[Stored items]
------------

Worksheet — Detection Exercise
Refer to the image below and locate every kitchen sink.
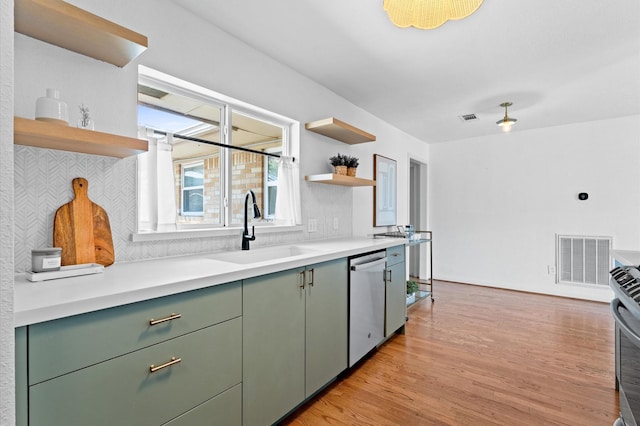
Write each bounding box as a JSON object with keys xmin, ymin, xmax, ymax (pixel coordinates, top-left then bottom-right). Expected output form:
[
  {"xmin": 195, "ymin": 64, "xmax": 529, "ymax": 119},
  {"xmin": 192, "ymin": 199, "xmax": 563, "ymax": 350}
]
[{"xmin": 209, "ymin": 245, "xmax": 322, "ymax": 264}]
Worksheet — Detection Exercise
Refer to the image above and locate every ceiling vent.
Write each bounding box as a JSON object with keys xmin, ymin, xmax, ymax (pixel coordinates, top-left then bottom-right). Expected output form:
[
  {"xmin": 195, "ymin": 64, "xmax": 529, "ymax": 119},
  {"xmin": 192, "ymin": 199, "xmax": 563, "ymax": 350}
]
[{"xmin": 458, "ymin": 113, "xmax": 478, "ymax": 122}]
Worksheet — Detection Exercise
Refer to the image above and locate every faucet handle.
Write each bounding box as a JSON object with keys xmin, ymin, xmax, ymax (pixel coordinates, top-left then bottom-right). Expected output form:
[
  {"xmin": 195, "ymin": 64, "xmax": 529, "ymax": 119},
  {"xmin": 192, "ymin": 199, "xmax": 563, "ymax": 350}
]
[{"xmin": 245, "ymin": 226, "xmax": 256, "ymax": 241}]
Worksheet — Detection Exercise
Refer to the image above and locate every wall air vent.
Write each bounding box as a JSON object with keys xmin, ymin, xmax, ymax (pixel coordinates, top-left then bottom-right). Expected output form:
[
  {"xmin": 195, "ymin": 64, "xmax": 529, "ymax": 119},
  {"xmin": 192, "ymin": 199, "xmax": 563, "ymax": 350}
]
[
  {"xmin": 458, "ymin": 113, "xmax": 478, "ymax": 122},
  {"xmin": 556, "ymin": 235, "xmax": 611, "ymax": 286}
]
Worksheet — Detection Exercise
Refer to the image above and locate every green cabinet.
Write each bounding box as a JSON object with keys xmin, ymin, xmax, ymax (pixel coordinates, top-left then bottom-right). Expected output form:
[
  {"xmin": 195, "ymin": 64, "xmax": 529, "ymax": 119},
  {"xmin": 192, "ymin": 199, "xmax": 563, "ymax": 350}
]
[
  {"xmin": 16, "ymin": 254, "xmax": 356, "ymax": 426},
  {"xmin": 385, "ymin": 245, "xmax": 407, "ymax": 336},
  {"xmin": 15, "ymin": 327, "xmax": 27, "ymax": 426},
  {"xmin": 28, "ymin": 282, "xmax": 241, "ymax": 385},
  {"xmin": 242, "ymin": 267, "xmax": 306, "ymax": 426},
  {"xmin": 243, "ymin": 258, "xmax": 348, "ymax": 426},
  {"xmin": 29, "ymin": 318, "xmax": 241, "ymax": 426},
  {"xmin": 305, "ymin": 260, "xmax": 349, "ymax": 396},
  {"xmin": 20, "ymin": 282, "xmax": 242, "ymax": 426},
  {"xmin": 164, "ymin": 384, "xmax": 242, "ymax": 426}
]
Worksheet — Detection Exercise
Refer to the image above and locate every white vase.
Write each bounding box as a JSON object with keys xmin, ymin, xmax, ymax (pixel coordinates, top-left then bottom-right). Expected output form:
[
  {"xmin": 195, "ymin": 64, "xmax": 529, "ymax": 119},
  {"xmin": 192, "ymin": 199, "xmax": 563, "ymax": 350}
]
[
  {"xmin": 35, "ymin": 88, "xmax": 69, "ymax": 125},
  {"xmin": 77, "ymin": 118, "xmax": 94, "ymax": 130}
]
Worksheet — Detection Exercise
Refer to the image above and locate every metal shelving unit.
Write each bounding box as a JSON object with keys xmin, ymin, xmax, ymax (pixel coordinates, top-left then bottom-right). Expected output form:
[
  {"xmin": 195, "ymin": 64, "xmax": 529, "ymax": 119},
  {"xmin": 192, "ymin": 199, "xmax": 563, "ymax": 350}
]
[
  {"xmin": 373, "ymin": 229, "xmax": 433, "ymax": 303},
  {"xmin": 409, "ymin": 230, "xmax": 433, "ymax": 303}
]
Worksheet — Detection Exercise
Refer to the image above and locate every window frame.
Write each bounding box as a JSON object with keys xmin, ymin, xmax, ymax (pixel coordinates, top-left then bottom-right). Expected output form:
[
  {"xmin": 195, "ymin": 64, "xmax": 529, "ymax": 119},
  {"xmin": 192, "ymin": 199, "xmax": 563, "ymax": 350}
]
[
  {"xmin": 180, "ymin": 160, "xmax": 205, "ymax": 217},
  {"xmin": 263, "ymin": 148, "xmax": 282, "ymax": 220},
  {"xmin": 137, "ymin": 66, "xmax": 299, "ymax": 236}
]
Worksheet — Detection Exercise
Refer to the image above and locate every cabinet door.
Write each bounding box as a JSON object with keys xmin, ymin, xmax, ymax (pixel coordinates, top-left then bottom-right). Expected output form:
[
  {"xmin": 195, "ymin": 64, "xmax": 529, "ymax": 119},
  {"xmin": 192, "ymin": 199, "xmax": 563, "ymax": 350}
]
[
  {"xmin": 15, "ymin": 327, "xmax": 28, "ymax": 426},
  {"xmin": 243, "ymin": 268, "xmax": 306, "ymax": 426},
  {"xmin": 29, "ymin": 281, "xmax": 241, "ymax": 385},
  {"xmin": 385, "ymin": 260, "xmax": 407, "ymax": 336},
  {"xmin": 163, "ymin": 384, "xmax": 241, "ymax": 426},
  {"xmin": 386, "ymin": 244, "xmax": 405, "ymax": 266},
  {"xmin": 305, "ymin": 259, "xmax": 348, "ymax": 397},
  {"xmin": 29, "ymin": 318, "xmax": 241, "ymax": 426}
]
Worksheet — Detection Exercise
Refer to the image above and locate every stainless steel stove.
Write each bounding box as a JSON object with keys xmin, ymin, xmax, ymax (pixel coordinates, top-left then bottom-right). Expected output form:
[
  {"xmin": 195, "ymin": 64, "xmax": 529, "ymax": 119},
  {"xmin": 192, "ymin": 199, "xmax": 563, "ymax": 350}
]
[{"xmin": 610, "ymin": 266, "xmax": 640, "ymax": 426}]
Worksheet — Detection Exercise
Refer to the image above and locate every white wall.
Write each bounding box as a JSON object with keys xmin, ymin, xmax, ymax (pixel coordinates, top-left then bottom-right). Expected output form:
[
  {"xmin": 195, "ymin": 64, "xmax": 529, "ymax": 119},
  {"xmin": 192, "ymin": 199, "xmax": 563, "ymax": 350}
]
[
  {"xmin": 11, "ymin": 0, "xmax": 428, "ymax": 272},
  {"xmin": 0, "ymin": 0, "xmax": 14, "ymax": 423},
  {"xmin": 429, "ymin": 115, "xmax": 640, "ymax": 301}
]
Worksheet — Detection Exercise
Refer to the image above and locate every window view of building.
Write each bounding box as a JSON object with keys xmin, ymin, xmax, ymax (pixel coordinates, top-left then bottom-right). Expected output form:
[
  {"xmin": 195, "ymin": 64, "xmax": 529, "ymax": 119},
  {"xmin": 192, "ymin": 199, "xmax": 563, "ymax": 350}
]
[
  {"xmin": 137, "ymin": 79, "xmax": 286, "ymax": 228},
  {"xmin": 180, "ymin": 161, "xmax": 205, "ymax": 216}
]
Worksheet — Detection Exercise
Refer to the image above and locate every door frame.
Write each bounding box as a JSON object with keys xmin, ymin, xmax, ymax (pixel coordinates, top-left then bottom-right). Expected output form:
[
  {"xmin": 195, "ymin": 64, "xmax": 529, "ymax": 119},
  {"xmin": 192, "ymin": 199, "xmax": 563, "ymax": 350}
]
[{"xmin": 408, "ymin": 154, "xmax": 428, "ymax": 279}]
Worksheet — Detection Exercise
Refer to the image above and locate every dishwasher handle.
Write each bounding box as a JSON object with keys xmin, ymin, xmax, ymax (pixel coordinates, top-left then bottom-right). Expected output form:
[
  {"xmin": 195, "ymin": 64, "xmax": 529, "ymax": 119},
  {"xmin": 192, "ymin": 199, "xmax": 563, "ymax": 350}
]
[{"xmin": 350, "ymin": 257, "xmax": 387, "ymax": 271}]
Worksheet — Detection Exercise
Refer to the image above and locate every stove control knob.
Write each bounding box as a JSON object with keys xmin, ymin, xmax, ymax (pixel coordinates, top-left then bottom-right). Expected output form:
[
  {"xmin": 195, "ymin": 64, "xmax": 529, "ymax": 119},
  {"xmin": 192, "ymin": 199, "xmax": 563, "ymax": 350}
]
[
  {"xmin": 620, "ymin": 275, "xmax": 632, "ymax": 283},
  {"xmin": 612, "ymin": 270, "xmax": 627, "ymax": 280}
]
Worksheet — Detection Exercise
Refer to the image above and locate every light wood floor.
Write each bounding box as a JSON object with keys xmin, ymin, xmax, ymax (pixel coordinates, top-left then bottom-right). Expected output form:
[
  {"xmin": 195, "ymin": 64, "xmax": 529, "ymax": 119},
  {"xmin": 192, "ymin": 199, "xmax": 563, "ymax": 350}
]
[{"xmin": 282, "ymin": 281, "xmax": 618, "ymax": 425}]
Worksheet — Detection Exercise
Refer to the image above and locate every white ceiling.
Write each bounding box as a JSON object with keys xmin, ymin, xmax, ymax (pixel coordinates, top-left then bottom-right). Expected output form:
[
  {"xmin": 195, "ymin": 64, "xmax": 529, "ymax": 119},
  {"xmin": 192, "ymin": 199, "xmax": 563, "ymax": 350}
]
[{"xmin": 171, "ymin": 0, "xmax": 640, "ymax": 143}]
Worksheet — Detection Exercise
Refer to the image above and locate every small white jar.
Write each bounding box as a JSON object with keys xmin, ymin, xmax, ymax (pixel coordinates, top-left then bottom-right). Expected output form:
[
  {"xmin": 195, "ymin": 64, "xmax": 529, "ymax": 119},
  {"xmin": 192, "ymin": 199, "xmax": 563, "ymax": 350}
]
[
  {"xmin": 32, "ymin": 248, "xmax": 62, "ymax": 273},
  {"xmin": 35, "ymin": 88, "xmax": 69, "ymax": 125}
]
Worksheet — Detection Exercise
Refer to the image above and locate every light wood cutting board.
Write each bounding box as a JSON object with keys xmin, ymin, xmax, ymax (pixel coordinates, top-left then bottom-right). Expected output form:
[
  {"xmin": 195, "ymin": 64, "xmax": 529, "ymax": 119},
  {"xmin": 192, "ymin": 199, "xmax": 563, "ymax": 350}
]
[{"xmin": 53, "ymin": 177, "xmax": 114, "ymax": 266}]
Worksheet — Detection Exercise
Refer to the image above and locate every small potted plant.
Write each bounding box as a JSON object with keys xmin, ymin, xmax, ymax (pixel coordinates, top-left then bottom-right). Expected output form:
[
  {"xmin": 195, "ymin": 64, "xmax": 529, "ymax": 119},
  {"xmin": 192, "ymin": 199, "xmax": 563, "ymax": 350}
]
[
  {"xmin": 345, "ymin": 155, "xmax": 359, "ymax": 177},
  {"xmin": 329, "ymin": 153, "xmax": 347, "ymax": 175},
  {"xmin": 406, "ymin": 280, "xmax": 419, "ymax": 305}
]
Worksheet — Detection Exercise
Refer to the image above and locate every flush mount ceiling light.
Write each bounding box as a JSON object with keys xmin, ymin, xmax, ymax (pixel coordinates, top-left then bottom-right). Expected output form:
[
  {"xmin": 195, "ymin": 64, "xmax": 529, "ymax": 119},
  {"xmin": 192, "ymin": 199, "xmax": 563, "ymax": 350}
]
[
  {"xmin": 496, "ymin": 102, "xmax": 517, "ymax": 132},
  {"xmin": 383, "ymin": 0, "xmax": 484, "ymax": 30}
]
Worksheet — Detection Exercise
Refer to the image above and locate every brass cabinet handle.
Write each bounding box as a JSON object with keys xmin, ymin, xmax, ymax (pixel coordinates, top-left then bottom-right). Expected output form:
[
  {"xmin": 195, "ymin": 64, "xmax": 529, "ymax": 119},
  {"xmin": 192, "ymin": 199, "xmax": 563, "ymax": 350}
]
[
  {"xmin": 149, "ymin": 356, "xmax": 182, "ymax": 373},
  {"xmin": 308, "ymin": 268, "xmax": 315, "ymax": 287},
  {"xmin": 299, "ymin": 271, "xmax": 306, "ymax": 289},
  {"xmin": 149, "ymin": 313, "xmax": 182, "ymax": 326}
]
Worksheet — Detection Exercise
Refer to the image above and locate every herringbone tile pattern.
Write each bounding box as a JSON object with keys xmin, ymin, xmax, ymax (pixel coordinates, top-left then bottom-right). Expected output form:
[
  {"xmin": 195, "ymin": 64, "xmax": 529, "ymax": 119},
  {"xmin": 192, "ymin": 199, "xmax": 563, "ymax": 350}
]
[{"xmin": 13, "ymin": 145, "xmax": 352, "ymax": 272}]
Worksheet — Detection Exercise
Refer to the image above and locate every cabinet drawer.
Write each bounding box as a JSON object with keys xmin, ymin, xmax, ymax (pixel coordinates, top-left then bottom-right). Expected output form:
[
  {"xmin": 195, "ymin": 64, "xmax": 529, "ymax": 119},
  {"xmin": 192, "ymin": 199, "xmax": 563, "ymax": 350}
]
[
  {"xmin": 29, "ymin": 281, "xmax": 241, "ymax": 385},
  {"xmin": 386, "ymin": 245, "xmax": 405, "ymax": 266},
  {"xmin": 29, "ymin": 317, "xmax": 242, "ymax": 426},
  {"xmin": 164, "ymin": 383, "xmax": 241, "ymax": 426}
]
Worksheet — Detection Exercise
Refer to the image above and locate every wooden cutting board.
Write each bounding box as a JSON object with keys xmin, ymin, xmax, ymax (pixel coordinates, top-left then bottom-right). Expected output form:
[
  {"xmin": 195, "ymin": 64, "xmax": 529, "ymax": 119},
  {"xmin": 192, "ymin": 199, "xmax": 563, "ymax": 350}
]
[{"xmin": 53, "ymin": 177, "xmax": 114, "ymax": 266}]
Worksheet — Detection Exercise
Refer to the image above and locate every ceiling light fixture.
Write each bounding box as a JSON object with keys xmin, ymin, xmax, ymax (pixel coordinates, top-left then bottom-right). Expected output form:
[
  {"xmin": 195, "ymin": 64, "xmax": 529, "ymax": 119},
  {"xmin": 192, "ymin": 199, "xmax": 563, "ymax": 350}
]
[
  {"xmin": 383, "ymin": 0, "xmax": 484, "ymax": 30},
  {"xmin": 496, "ymin": 102, "xmax": 517, "ymax": 132}
]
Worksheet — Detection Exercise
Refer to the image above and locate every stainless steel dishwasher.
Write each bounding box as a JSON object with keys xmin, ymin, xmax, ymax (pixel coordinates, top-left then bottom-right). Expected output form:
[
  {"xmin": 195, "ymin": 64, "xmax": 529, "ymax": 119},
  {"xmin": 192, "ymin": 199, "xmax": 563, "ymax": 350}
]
[{"xmin": 349, "ymin": 250, "xmax": 387, "ymax": 367}]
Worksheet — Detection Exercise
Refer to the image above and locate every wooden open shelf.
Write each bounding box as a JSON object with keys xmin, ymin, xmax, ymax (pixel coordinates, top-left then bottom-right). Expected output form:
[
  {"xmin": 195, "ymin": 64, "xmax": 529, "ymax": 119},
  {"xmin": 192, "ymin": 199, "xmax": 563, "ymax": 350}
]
[
  {"xmin": 14, "ymin": 117, "xmax": 148, "ymax": 158},
  {"xmin": 15, "ymin": 0, "xmax": 148, "ymax": 67},
  {"xmin": 305, "ymin": 173, "xmax": 376, "ymax": 187},
  {"xmin": 305, "ymin": 117, "xmax": 376, "ymax": 145}
]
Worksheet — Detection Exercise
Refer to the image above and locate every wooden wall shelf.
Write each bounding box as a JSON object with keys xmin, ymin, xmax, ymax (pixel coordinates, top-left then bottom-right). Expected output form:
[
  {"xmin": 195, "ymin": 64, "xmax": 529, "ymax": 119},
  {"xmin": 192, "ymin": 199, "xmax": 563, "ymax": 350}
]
[
  {"xmin": 14, "ymin": 117, "xmax": 148, "ymax": 158},
  {"xmin": 305, "ymin": 174, "xmax": 376, "ymax": 187},
  {"xmin": 305, "ymin": 118, "xmax": 376, "ymax": 145},
  {"xmin": 15, "ymin": 0, "xmax": 148, "ymax": 67}
]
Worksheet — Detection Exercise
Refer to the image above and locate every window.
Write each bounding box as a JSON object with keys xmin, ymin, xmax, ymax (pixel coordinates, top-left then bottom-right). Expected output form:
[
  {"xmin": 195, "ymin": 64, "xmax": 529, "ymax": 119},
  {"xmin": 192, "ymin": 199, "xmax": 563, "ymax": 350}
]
[
  {"xmin": 263, "ymin": 154, "xmax": 280, "ymax": 219},
  {"xmin": 181, "ymin": 162, "xmax": 204, "ymax": 216},
  {"xmin": 136, "ymin": 67, "xmax": 298, "ymax": 232}
]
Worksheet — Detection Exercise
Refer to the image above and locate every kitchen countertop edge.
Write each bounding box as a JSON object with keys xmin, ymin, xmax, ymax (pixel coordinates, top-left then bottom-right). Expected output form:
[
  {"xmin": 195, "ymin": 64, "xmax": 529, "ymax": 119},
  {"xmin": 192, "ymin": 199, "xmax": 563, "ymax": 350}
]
[
  {"xmin": 613, "ymin": 250, "xmax": 640, "ymax": 267},
  {"xmin": 15, "ymin": 238, "xmax": 405, "ymax": 327}
]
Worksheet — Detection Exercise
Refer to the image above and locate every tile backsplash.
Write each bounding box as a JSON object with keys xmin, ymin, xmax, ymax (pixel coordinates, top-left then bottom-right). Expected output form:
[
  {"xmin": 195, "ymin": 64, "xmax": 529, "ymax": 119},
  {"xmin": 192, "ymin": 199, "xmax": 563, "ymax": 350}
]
[{"xmin": 14, "ymin": 146, "xmax": 352, "ymax": 272}]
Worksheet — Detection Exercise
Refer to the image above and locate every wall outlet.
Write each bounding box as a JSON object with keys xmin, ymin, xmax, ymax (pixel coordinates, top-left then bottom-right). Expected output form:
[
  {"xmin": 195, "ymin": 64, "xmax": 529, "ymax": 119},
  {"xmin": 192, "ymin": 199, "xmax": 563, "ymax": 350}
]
[
  {"xmin": 547, "ymin": 265, "xmax": 556, "ymax": 275},
  {"xmin": 333, "ymin": 217, "xmax": 339, "ymax": 230},
  {"xmin": 308, "ymin": 218, "xmax": 318, "ymax": 233}
]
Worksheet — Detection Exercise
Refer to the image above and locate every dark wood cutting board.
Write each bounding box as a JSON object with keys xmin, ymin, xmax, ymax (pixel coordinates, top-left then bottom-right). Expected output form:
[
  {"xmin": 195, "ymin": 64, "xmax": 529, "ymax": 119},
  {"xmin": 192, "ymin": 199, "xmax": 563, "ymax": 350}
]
[{"xmin": 53, "ymin": 177, "xmax": 114, "ymax": 266}]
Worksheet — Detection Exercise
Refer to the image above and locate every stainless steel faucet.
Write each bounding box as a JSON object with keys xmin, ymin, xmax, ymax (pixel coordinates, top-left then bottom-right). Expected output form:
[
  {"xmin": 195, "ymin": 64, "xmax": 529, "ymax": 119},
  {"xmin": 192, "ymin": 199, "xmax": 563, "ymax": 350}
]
[{"xmin": 242, "ymin": 190, "xmax": 262, "ymax": 250}]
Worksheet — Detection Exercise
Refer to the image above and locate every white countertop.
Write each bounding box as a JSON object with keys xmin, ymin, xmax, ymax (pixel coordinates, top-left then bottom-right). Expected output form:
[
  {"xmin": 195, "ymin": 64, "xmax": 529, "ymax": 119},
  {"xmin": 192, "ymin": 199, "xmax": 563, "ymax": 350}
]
[
  {"xmin": 14, "ymin": 238, "xmax": 405, "ymax": 327},
  {"xmin": 613, "ymin": 250, "xmax": 640, "ymax": 266}
]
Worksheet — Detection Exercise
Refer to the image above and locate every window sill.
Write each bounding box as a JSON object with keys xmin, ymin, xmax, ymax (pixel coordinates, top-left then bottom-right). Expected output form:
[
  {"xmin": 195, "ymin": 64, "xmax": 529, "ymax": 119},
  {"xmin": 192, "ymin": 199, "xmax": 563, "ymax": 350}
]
[{"xmin": 131, "ymin": 224, "xmax": 304, "ymax": 242}]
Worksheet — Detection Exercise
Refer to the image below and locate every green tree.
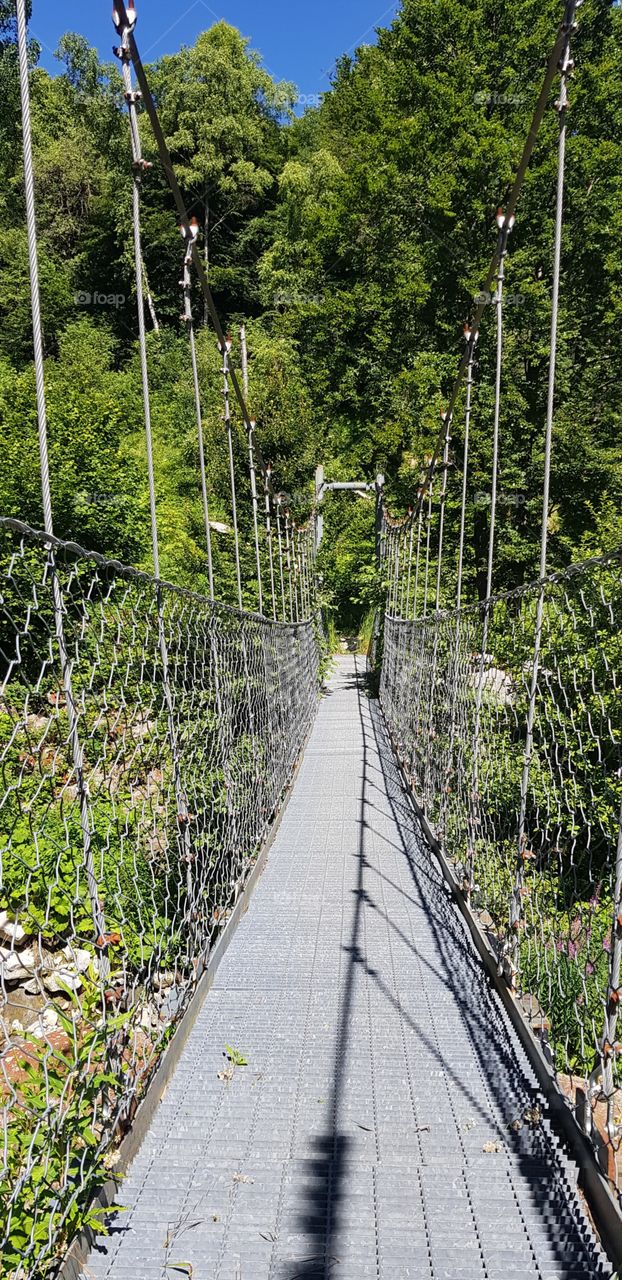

------------

* What you are asked to do: All the lines that hold the word "dishwasher" must appear in the answer, copied from the records.

* Task output:
Refer to the image above and locate every dishwasher handle.
Refer to the image above and locate every stainless steel dishwasher.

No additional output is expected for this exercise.